**Task directions:** Print the line where "car license plate." occurs and every line that follows it in the data below, ending with the last line, precisely as written.

**Exercise input:**
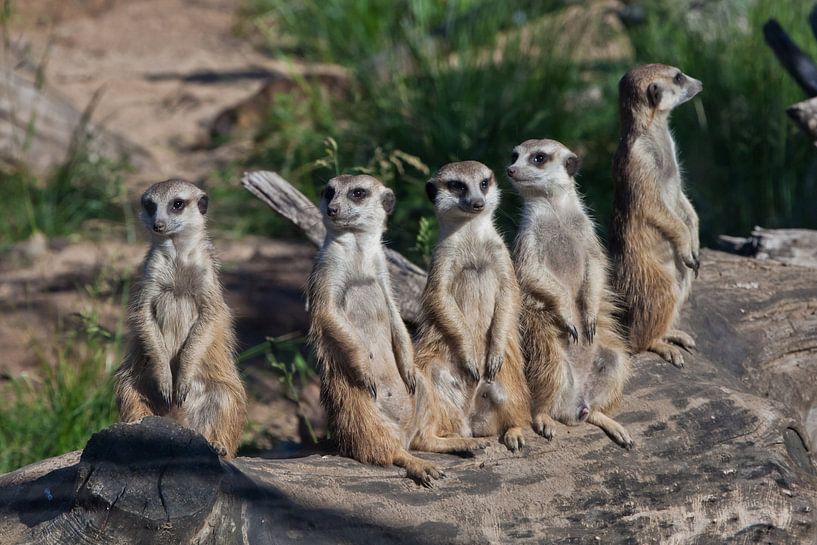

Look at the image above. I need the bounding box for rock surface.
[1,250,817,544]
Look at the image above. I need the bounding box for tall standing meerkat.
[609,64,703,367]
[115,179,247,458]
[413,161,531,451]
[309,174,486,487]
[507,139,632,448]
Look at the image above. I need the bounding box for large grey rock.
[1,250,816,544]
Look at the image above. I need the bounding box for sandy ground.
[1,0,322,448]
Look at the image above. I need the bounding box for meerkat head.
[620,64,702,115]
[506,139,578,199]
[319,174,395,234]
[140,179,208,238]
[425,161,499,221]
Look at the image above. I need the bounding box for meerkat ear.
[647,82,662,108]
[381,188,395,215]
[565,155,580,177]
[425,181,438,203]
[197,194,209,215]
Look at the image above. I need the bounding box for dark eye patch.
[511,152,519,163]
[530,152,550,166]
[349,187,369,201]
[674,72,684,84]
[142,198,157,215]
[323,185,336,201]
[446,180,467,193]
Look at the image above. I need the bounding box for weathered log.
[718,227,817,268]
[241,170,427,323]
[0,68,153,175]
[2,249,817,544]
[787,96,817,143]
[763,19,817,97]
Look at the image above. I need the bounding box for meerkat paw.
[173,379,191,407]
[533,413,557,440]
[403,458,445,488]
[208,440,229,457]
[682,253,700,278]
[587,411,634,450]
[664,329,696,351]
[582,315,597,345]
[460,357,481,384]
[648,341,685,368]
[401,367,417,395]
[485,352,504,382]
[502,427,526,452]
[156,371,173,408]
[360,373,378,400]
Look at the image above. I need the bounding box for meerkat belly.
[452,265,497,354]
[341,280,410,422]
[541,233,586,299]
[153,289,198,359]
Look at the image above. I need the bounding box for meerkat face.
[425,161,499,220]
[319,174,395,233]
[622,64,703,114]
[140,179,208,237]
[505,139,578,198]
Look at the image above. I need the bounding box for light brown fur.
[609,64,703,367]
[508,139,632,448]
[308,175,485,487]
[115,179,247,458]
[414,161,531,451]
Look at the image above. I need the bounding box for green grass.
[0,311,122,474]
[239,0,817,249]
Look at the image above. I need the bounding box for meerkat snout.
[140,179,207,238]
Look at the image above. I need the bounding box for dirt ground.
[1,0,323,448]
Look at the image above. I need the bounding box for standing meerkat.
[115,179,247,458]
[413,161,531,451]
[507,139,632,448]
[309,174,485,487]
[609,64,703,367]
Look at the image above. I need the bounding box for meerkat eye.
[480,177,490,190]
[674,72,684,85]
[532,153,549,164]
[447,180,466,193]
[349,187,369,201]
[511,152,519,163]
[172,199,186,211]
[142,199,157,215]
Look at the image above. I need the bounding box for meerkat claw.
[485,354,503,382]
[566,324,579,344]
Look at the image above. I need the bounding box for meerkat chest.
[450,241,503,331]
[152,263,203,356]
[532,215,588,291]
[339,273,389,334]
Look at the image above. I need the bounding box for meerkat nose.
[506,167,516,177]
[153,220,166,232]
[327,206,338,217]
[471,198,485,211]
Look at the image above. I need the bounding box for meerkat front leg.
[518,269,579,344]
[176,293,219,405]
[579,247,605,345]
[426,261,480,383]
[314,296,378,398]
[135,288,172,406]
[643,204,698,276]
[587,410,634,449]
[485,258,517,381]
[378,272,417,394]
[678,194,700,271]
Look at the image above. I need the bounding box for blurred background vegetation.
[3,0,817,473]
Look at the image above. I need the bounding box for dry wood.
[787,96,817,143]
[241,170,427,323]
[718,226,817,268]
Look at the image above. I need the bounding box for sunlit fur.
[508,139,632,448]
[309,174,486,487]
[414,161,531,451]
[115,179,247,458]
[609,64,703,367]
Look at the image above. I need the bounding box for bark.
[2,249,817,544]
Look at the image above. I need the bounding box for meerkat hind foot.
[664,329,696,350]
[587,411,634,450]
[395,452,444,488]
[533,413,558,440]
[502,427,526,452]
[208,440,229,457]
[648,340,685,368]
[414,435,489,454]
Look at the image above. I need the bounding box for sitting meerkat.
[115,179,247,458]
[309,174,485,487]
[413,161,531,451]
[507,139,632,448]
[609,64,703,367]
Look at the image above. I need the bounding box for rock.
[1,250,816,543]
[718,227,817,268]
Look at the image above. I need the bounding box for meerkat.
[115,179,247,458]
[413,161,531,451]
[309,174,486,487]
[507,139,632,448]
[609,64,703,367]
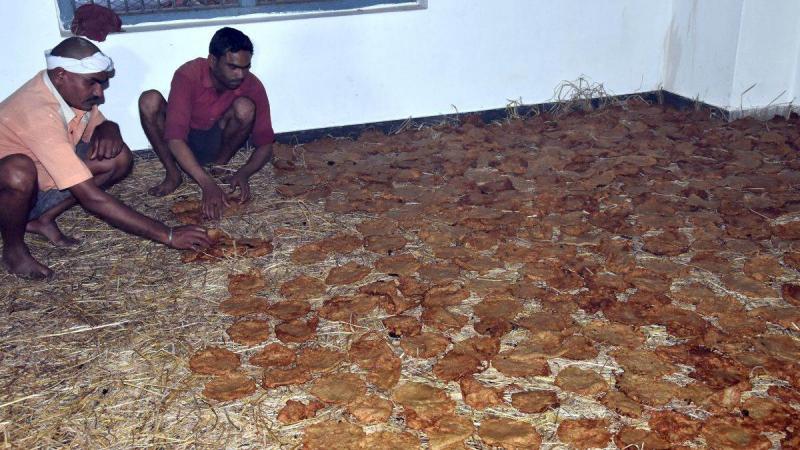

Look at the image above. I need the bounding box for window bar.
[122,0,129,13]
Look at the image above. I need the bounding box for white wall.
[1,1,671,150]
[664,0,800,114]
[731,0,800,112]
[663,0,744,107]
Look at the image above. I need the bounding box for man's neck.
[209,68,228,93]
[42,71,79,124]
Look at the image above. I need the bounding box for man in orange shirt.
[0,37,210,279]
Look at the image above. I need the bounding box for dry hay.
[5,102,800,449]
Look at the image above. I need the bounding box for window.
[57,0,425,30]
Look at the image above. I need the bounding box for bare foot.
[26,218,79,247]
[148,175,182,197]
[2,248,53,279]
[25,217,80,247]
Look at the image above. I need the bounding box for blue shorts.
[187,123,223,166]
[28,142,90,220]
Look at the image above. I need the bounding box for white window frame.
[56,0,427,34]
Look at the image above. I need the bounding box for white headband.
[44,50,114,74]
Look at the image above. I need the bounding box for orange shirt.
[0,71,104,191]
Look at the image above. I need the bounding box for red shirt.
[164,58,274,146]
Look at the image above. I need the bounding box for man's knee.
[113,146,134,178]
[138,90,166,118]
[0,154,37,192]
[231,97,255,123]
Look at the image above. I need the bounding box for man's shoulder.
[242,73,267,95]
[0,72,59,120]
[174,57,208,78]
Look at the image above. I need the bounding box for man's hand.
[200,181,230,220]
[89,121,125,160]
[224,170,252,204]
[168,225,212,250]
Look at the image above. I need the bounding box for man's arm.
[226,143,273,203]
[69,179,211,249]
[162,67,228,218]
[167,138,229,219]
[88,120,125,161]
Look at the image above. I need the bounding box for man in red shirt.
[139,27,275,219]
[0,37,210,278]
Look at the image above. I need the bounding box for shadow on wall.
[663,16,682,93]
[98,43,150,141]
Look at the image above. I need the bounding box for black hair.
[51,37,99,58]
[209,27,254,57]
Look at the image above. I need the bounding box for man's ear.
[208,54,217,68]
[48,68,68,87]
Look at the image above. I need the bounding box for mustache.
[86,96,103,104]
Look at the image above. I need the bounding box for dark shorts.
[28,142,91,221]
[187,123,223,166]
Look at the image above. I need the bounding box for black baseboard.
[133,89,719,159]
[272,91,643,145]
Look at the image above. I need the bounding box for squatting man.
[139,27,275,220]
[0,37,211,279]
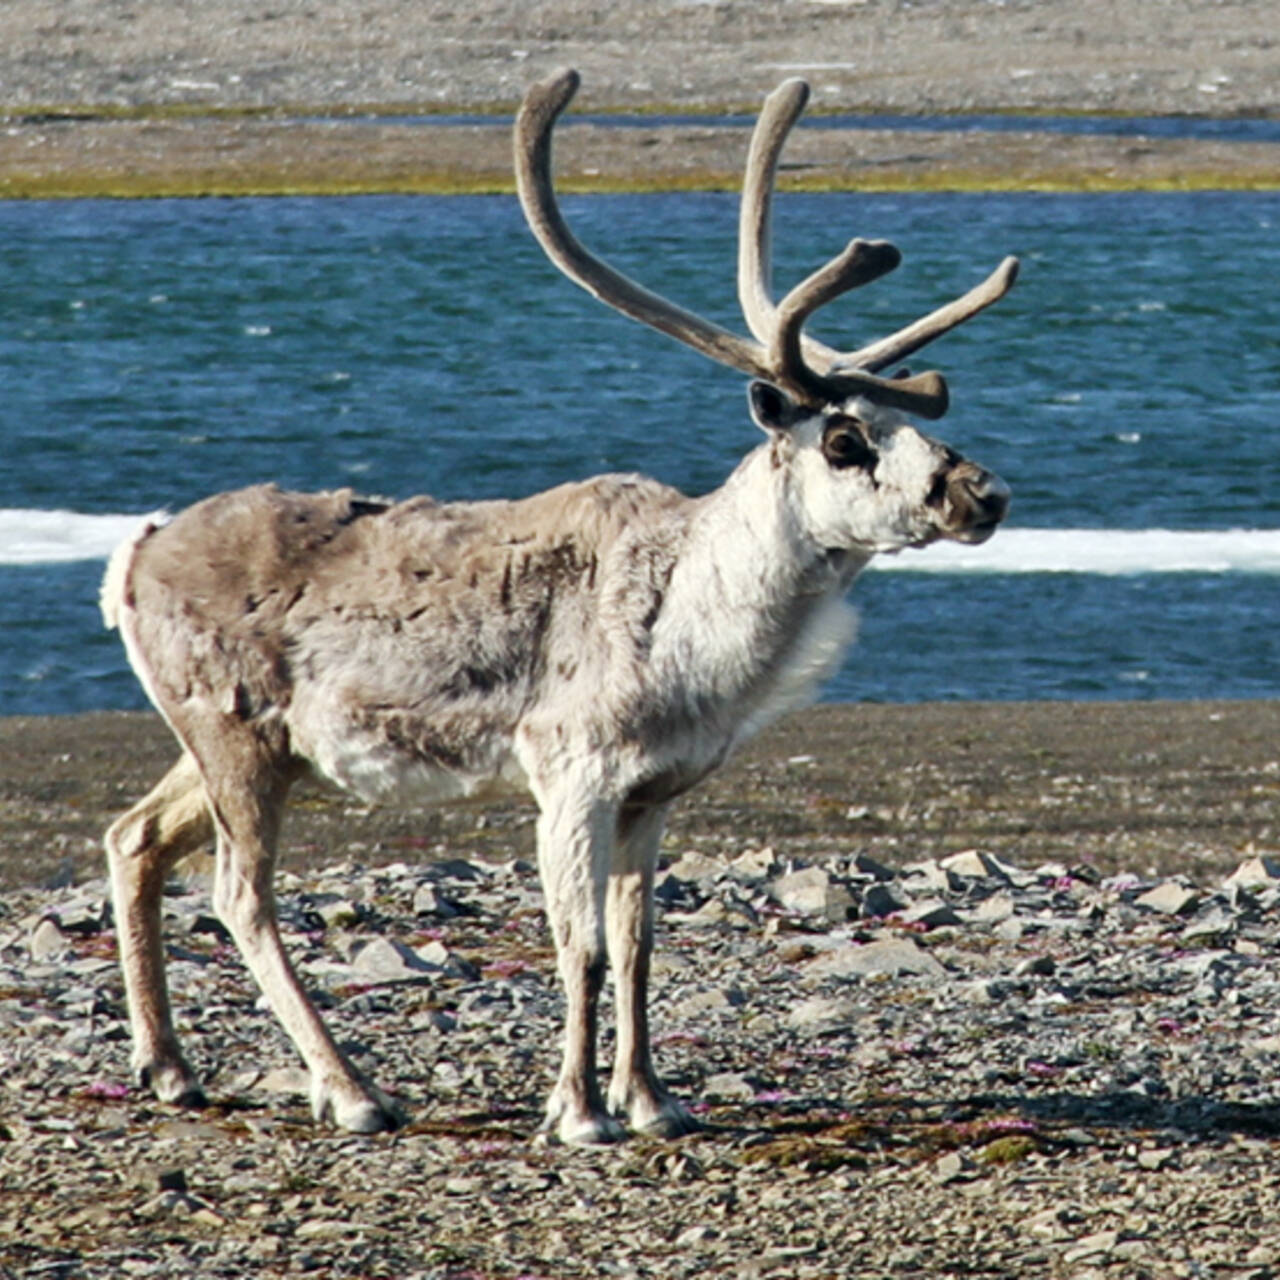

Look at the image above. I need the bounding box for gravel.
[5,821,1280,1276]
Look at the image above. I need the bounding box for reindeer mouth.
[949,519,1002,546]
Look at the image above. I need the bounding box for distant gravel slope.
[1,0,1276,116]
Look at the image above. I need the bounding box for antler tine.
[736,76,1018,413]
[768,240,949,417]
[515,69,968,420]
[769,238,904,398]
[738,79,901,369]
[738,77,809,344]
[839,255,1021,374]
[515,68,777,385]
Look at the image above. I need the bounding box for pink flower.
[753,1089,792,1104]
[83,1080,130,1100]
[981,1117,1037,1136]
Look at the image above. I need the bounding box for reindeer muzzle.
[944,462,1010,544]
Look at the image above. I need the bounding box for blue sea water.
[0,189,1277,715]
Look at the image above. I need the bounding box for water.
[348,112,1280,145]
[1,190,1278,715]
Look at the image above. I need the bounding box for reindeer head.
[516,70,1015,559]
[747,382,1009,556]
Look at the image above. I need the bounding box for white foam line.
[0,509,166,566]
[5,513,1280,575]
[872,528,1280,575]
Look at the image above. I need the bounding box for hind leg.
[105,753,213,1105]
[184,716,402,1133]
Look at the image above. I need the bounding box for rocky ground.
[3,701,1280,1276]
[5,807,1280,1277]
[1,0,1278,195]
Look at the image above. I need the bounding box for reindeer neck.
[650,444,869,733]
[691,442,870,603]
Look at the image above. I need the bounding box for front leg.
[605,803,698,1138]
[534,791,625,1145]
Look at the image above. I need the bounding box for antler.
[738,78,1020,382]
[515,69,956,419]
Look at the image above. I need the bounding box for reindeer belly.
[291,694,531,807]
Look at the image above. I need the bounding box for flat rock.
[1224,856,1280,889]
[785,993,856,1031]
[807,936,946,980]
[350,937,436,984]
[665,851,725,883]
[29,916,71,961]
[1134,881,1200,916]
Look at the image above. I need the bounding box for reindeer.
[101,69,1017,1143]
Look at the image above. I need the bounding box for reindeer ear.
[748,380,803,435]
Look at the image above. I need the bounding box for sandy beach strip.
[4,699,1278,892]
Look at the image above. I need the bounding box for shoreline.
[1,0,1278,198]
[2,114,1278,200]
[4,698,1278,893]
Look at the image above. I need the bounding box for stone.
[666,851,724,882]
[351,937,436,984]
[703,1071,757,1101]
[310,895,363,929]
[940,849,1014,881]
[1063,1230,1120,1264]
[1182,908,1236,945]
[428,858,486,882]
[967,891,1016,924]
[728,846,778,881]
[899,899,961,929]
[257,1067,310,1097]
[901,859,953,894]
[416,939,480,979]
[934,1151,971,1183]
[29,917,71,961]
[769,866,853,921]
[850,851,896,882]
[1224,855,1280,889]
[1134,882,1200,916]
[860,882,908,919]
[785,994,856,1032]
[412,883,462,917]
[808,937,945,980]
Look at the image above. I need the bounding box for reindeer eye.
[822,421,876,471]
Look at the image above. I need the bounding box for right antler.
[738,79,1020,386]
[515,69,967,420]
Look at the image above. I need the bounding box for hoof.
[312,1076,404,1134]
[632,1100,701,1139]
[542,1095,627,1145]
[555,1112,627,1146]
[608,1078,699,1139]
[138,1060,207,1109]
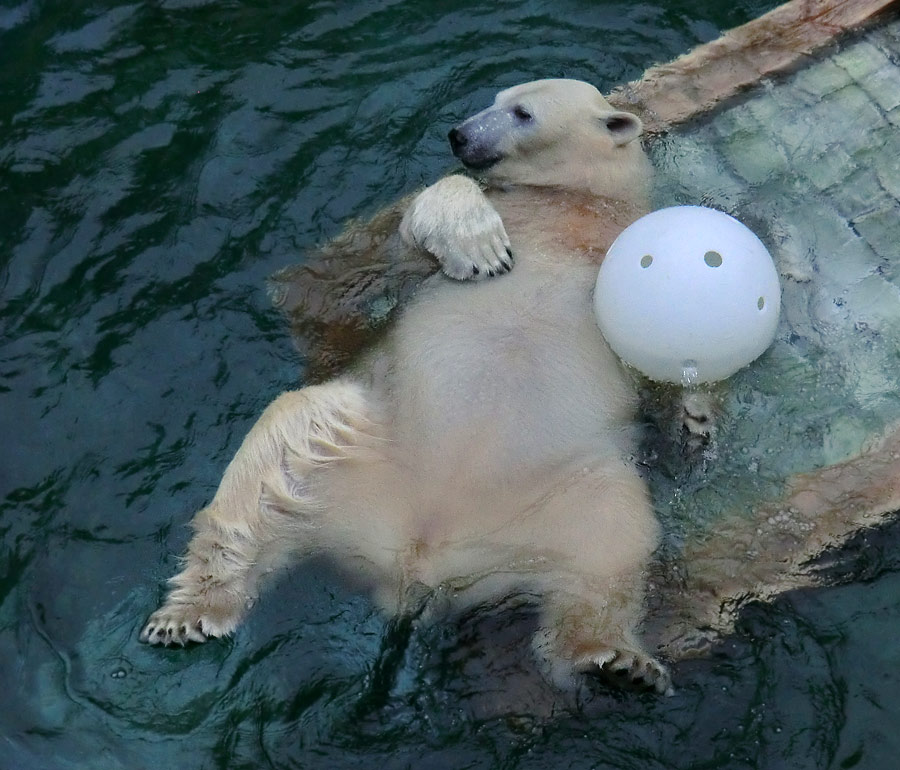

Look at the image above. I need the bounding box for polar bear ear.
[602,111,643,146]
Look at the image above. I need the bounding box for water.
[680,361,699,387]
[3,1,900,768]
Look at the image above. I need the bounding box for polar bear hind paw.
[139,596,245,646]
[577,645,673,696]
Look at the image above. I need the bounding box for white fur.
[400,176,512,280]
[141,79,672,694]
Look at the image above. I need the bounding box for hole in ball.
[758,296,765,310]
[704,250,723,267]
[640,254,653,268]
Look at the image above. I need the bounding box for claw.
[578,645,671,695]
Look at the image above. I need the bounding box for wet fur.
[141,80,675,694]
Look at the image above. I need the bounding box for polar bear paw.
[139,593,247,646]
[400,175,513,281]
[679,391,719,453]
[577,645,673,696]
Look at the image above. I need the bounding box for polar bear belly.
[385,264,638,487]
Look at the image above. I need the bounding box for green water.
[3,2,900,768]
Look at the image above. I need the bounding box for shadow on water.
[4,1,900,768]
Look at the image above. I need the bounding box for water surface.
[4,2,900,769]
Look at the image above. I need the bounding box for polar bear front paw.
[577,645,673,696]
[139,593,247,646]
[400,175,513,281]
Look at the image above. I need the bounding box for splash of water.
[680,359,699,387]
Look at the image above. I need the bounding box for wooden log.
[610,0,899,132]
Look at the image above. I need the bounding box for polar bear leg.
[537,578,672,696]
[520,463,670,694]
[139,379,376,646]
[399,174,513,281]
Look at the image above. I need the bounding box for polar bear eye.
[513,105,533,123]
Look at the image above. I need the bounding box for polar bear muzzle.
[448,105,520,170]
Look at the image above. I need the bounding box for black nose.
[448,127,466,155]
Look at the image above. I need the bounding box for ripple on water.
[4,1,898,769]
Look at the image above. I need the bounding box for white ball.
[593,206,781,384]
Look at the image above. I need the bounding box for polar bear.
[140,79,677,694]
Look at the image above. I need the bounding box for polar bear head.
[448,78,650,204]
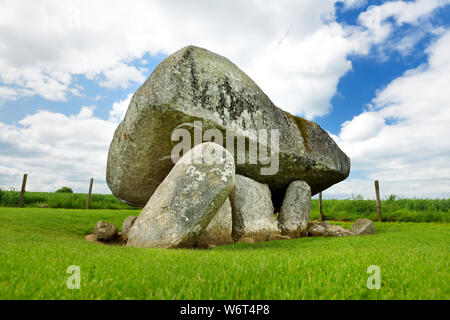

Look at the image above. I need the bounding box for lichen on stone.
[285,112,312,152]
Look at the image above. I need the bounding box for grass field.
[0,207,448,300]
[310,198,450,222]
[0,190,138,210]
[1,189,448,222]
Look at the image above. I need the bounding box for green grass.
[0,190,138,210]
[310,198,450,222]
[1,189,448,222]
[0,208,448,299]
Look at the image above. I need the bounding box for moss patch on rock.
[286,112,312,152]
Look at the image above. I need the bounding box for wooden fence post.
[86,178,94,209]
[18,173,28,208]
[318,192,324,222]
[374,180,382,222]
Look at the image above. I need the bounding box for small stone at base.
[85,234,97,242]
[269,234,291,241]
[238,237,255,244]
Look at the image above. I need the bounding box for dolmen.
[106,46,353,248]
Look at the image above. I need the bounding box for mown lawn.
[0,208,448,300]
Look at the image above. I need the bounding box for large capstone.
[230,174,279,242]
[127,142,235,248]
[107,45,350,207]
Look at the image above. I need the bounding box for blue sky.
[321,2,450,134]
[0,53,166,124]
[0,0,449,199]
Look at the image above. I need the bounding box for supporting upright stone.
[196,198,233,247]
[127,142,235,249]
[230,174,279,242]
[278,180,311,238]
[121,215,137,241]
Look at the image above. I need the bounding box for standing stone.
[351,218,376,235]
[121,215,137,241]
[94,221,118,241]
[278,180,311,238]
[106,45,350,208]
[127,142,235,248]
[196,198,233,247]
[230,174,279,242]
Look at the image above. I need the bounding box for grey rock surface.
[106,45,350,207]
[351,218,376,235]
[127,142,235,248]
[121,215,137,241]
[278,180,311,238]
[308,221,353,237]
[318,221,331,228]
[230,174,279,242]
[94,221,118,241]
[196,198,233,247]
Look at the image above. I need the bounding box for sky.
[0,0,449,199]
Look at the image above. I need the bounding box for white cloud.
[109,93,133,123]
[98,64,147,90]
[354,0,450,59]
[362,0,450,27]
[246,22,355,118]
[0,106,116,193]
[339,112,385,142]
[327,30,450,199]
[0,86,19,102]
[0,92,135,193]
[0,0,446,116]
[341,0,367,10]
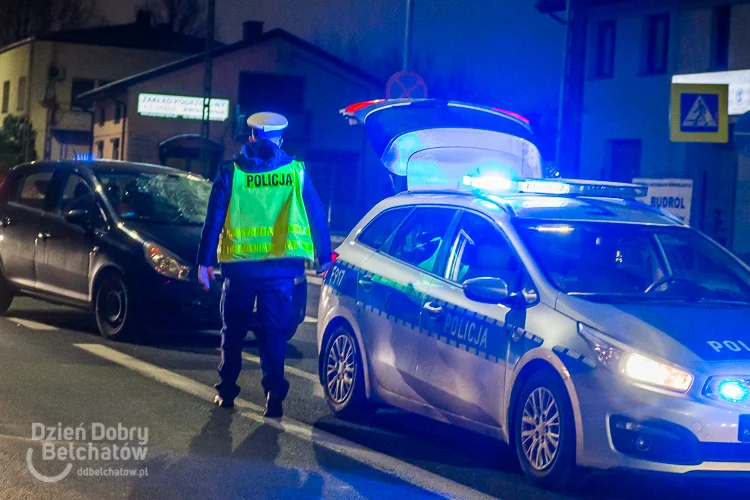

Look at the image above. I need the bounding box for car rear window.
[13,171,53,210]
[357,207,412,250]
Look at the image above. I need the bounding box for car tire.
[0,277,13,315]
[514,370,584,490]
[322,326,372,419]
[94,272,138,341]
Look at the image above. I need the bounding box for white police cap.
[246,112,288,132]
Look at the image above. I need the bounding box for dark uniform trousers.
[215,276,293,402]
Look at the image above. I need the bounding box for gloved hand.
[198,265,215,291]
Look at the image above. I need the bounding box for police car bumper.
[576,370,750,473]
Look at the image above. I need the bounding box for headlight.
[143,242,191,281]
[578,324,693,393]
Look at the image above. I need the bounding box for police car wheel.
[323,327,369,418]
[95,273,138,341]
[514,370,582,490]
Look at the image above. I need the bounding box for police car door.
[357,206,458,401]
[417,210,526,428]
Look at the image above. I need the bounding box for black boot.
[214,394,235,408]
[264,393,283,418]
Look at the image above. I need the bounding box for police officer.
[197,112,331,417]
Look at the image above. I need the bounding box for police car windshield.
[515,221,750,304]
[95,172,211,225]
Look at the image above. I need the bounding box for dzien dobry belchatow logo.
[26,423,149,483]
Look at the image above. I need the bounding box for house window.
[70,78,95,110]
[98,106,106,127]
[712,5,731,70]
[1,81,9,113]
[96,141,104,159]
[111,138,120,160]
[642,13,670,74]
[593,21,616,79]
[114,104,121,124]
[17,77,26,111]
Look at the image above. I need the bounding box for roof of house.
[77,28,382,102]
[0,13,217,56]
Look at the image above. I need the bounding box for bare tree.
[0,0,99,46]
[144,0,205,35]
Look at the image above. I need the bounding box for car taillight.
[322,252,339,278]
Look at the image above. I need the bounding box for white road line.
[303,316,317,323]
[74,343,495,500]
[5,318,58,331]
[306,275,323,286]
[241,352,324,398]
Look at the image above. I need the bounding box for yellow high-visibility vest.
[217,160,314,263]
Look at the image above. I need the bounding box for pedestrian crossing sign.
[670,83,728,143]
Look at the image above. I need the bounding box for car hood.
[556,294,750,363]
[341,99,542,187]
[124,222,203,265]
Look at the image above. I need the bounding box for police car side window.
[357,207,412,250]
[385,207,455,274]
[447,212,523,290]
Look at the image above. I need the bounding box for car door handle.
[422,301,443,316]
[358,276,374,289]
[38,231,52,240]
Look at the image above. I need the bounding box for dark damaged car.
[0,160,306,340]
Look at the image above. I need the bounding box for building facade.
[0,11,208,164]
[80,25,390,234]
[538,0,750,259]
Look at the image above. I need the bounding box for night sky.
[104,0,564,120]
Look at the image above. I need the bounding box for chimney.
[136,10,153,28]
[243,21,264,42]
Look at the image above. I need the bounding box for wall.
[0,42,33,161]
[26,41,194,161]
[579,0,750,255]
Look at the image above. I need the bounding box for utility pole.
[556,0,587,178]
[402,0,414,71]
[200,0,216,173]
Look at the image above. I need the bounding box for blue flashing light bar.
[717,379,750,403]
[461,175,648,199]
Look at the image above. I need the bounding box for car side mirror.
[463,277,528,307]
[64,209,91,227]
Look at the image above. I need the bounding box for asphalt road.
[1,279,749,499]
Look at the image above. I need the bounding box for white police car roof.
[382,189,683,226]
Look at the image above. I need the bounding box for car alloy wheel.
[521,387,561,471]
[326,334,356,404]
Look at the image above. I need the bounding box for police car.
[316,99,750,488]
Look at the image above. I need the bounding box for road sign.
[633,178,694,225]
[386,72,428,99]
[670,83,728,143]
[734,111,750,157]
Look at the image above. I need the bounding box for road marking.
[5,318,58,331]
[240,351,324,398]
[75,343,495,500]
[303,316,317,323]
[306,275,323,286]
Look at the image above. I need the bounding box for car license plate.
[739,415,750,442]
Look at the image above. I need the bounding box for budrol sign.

**Task solution:**
Look at the image above. I need the bounding box for car license plate.
[739,415,750,442]
Look at the image above. I need the bounding box for budrol sign.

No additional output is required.